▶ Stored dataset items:
————

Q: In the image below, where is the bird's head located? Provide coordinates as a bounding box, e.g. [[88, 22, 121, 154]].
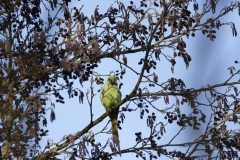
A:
[[107, 76, 118, 86]]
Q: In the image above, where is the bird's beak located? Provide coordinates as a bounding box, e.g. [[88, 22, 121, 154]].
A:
[[111, 79, 115, 85]]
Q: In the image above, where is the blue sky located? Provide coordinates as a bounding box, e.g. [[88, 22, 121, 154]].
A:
[[40, 1, 240, 159]]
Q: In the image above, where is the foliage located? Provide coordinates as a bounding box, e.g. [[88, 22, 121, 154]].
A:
[[0, 0, 240, 159]]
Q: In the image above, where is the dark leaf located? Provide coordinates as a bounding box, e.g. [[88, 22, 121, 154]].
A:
[[43, 118, 47, 127], [50, 108, 56, 122]]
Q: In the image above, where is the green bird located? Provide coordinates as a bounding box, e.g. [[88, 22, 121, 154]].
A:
[[100, 76, 122, 156]]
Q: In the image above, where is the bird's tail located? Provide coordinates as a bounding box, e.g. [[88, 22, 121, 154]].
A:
[[111, 118, 121, 156]]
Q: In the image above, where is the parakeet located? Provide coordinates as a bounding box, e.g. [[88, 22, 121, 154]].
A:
[[100, 76, 122, 156]]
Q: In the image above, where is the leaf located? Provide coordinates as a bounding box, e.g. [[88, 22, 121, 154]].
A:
[[79, 78, 83, 87], [147, 118, 149, 127], [233, 86, 238, 96], [68, 88, 72, 98], [164, 94, 169, 104], [231, 23, 237, 37], [171, 65, 174, 74], [176, 97, 180, 107], [173, 51, 177, 58], [185, 61, 189, 70], [120, 112, 125, 123], [175, 106, 181, 115], [193, 109, 199, 114], [193, 3, 198, 11], [94, 5, 99, 22], [238, 2, 240, 16], [153, 72, 158, 83], [43, 118, 47, 127], [157, 148, 162, 157], [160, 122, 165, 135], [228, 66, 235, 75], [147, 13, 152, 24], [210, 0, 216, 14], [79, 91, 84, 104], [50, 108, 56, 122], [51, 102, 55, 109], [92, 40, 100, 54], [218, 100, 222, 110], [123, 55, 127, 65]]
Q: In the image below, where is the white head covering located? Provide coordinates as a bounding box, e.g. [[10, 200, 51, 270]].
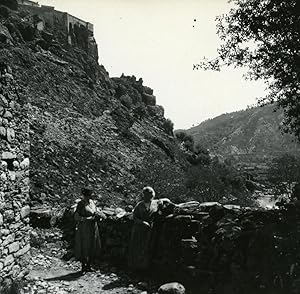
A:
[[142, 186, 155, 198]]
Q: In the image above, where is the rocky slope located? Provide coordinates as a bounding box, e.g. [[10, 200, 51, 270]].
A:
[[0, 2, 189, 209]]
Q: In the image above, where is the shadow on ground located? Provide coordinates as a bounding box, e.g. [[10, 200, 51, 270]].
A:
[[45, 271, 82, 281]]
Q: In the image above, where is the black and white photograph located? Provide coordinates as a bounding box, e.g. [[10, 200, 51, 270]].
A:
[[0, 0, 300, 293]]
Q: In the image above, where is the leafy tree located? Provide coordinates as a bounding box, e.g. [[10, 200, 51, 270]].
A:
[[163, 118, 174, 135], [185, 164, 224, 202], [2, 0, 18, 10], [185, 156, 247, 203], [200, 0, 300, 139], [175, 131, 195, 152], [267, 154, 300, 196]]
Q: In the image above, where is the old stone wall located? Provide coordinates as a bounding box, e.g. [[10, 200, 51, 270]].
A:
[[19, 4, 65, 31], [17, 0, 39, 7], [19, 3, 98, 59], [0, 64, 30, 289], [56, 202, 300, 293]]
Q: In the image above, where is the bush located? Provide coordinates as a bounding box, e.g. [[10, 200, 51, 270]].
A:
[[267, 154, 300, 197], [185, 156, 247, 204], [163, 118, 174, 135], [1, 280, 25, 294], [175, 131, 194, 152], [0, 5, 10, 18], [1, 0, 17, 10]]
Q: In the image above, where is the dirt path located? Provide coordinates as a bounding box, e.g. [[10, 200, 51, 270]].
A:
[[23, 230, 150, 294]]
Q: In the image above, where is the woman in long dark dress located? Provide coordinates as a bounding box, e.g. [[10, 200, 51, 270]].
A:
[[74, 187, 101, 272], [128, 186, 159, 271]]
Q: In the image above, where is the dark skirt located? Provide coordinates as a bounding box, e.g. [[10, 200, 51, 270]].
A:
[[75, 220, 101, 262], [128, 223, 152, 270]]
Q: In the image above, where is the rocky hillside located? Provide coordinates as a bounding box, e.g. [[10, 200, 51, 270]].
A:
[[0, 1, 190, 208], [184, 104, 300, 157]]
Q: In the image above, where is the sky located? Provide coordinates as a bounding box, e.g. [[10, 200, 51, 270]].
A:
[[38, 0, 267, 129]]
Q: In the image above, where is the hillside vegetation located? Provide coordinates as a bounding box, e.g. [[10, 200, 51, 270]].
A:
[[185, 105, 300, 157]]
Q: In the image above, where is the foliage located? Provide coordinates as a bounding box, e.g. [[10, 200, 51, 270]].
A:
[[163, 118, 174, 135], [185, 155, 248, 204], [200, 0, 300, 140], [185, 105, 300, 157], [175, 131, 195, 152], [174, 131, 248, 204], [1, 0, 17, 10], [1, 280, 25, 294], [267, 153, 300, 196], [192, 143, 211, 165], [175, 131, 211, 165], [292, 183, 300, 200]]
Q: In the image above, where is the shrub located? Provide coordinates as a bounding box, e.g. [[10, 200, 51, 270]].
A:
[[0, 5, 10, 18], [1, 280, 25, 294], [175, 131, 194, 152], [268, 154, 300, 197], [163, 118, 174, 135], [1, 0, 17, 10]]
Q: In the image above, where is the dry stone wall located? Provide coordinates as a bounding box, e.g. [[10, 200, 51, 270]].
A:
[[0, 63, 30, 289], [57, 202, 300, 293]]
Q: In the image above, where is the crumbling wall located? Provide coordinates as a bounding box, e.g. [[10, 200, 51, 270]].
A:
[[19, 3, 98, 59], [0, 64, 30, 289], [66, 14, 97, 59], [17, 0, 39, 7], [19, 5, 66, 31], [56, 202, 300, 293]]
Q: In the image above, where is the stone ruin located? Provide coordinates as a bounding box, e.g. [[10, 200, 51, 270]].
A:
[[0, 63, 30, 290], [17, 0, 98, 60]]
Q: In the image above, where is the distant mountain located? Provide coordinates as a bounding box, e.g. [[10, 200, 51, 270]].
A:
[[184, 105, 300, 158]]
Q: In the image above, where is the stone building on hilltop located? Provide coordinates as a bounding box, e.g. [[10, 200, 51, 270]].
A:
[[17, 0, 98, 60]]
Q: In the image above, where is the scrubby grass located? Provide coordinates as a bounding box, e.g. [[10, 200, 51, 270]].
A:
[[1, 280, 25, 294]]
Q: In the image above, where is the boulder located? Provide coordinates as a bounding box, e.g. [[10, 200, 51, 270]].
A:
[[0, 127, 6, 138], [20, 205, 30, 219], [2, 151, 16, 160], [3, 110, 13, 120], [30, 207, 52, 228], [143, 86, 153, 95], [142, 93, 156, 106], [6, 128, 15, 142], [158, 282, 185, 294], [0, 94, 8, 107], [20, 158, 29, 169]]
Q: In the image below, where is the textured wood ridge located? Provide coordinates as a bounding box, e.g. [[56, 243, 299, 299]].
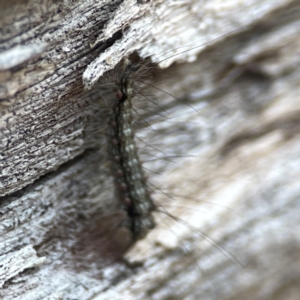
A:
[[0, 0, 300, 299]]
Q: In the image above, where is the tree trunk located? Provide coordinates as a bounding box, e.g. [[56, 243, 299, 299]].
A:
[[1, 0, 300, 299]]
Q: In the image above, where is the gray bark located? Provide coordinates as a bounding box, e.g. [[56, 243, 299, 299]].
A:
[[1, 0, 300, 299]]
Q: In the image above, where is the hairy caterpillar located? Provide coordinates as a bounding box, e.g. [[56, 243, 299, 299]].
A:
[[106, 58, 155, 241], [100, 45, 244, 267]]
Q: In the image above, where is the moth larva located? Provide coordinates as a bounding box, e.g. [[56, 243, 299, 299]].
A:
[[107, 58, 155, 241]]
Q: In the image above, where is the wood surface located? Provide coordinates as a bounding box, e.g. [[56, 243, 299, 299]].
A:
[[0, 0, 300, 299]]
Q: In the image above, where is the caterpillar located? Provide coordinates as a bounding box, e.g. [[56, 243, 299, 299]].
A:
[[101, 50, 243, 267], [106, 58, 155, 241]]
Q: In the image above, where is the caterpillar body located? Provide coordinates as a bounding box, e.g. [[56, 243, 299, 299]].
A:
[[106, 58, 155, 241]]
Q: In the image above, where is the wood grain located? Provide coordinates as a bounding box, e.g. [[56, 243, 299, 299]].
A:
[[0, 0, 300, 299]]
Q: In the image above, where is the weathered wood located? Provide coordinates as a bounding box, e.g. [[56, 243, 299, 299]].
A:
[[1, 0, 300, 299]]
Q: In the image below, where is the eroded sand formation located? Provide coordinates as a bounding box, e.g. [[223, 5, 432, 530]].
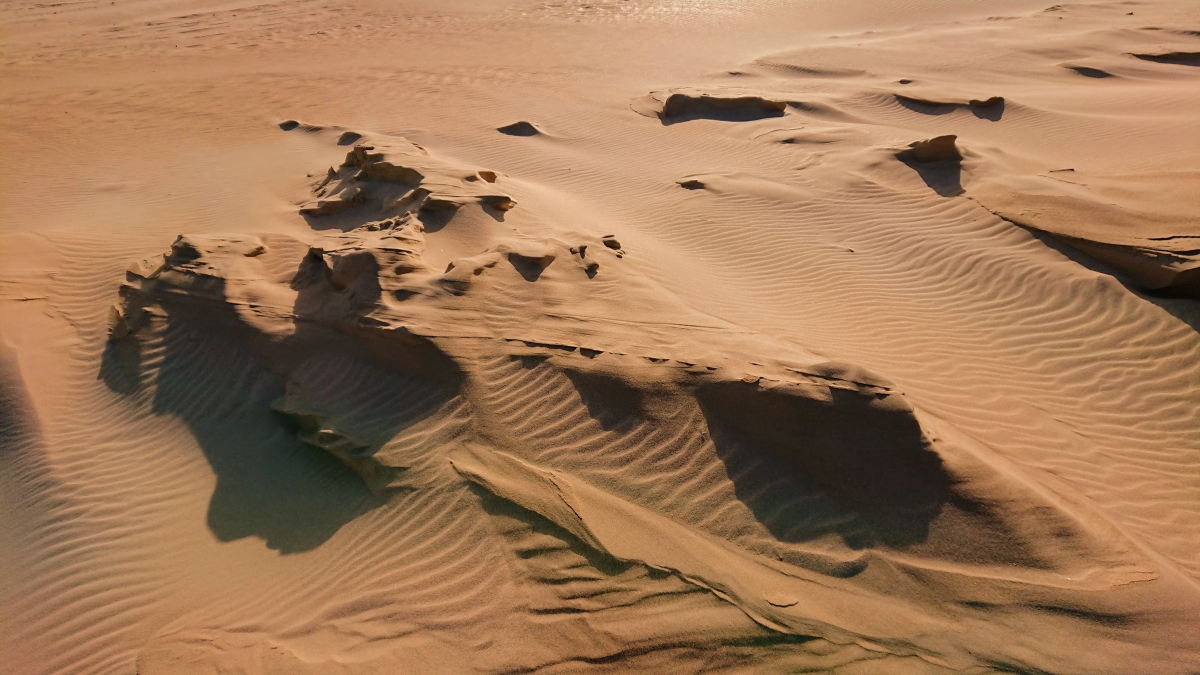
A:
[[101, 128, 1198, 673]]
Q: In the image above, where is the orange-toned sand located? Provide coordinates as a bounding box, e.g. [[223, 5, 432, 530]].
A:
[[2, 1, 1198, 674]]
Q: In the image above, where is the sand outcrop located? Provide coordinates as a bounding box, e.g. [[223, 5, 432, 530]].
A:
[[899, 135, 961, 163], [97, 129, 1200, 674], [295, 131, 515, 219]]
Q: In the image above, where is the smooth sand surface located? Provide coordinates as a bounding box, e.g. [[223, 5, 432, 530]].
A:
[[2, 1, 1199, 673]]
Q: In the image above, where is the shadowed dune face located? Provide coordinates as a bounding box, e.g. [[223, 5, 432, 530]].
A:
[[497, 121, 541, 136], [660, 94, 787, 123], [1064, 64, 1115, 78], [561, 369, 647, 432], [895, 94, 1005, 121], [101, 234, 464, 550], [149, 316, 380, 553], [1130, 50, 1200, 65], [697, 380, 947, 547], [896, 135, 964, 197], [632, 90, 789, 124], [106, 312, 380, 554]]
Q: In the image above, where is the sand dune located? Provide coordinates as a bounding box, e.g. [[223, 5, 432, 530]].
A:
[[731, 4, 1200, 294], [2, 1, 1198, 674]]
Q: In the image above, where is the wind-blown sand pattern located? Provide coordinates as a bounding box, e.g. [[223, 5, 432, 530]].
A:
[[2, 1, 1198, 674]]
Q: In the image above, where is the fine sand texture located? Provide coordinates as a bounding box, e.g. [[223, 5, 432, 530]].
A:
[[2, 2, 1199, 674]]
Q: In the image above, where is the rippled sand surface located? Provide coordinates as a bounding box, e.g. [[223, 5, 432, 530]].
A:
[[2, 2, 1198, 673]]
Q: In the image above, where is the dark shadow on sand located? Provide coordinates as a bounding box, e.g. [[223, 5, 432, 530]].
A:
[[697, 381, 950, 550], [900, 155, 963, 197], [145, 302, 380, 553], [895, 95, 1004, 121]]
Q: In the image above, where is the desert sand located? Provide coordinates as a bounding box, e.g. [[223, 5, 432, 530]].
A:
[[2, 1, 1199, 673]]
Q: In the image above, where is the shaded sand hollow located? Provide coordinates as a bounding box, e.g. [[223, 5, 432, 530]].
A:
[[1, 2, 1199, 674]]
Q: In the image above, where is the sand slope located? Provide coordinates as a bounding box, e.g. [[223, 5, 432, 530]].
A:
[[2, 1, 1198, 674]]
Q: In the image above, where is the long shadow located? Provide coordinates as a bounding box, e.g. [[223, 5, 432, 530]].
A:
[[301, 193, 508, 235], [0, 342, 41, 456], [560, 363, 950, 550], [894, 95, 956, 116], [556, 353, 950, 549], [1131, 51, 1200, 66], [290, 249, 464, 389], [705, 420, 878, 552], [696, 380, 950, 550], [301, 206, 386, 233], [97, 254, 436, 553], [415, 207, 456, 234], [417, 201, 509, 234], [895, 95, 1004, 121], [658, 95, 787, 126], [99, 334, 143, 396], [148, 302, 379, 553], [103, 255, 468, 552], [1065, 65, 1114, 78], [900, 155, 963, 197]]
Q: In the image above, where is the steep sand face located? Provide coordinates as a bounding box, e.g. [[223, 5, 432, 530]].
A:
[[2, 2, 1199, 674]]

————

Among the records, find every line with the word "rocky" and copy it.

Q: In the image above, where is the rocky slope located? Provide coordinates as a bounding box, e.g. [[10, 200, 51, 270]].
Q: In the image above, where is the rocky hillside located? Provide coordinates as a bounding box, e.g. [[10, 200, 51, 270]].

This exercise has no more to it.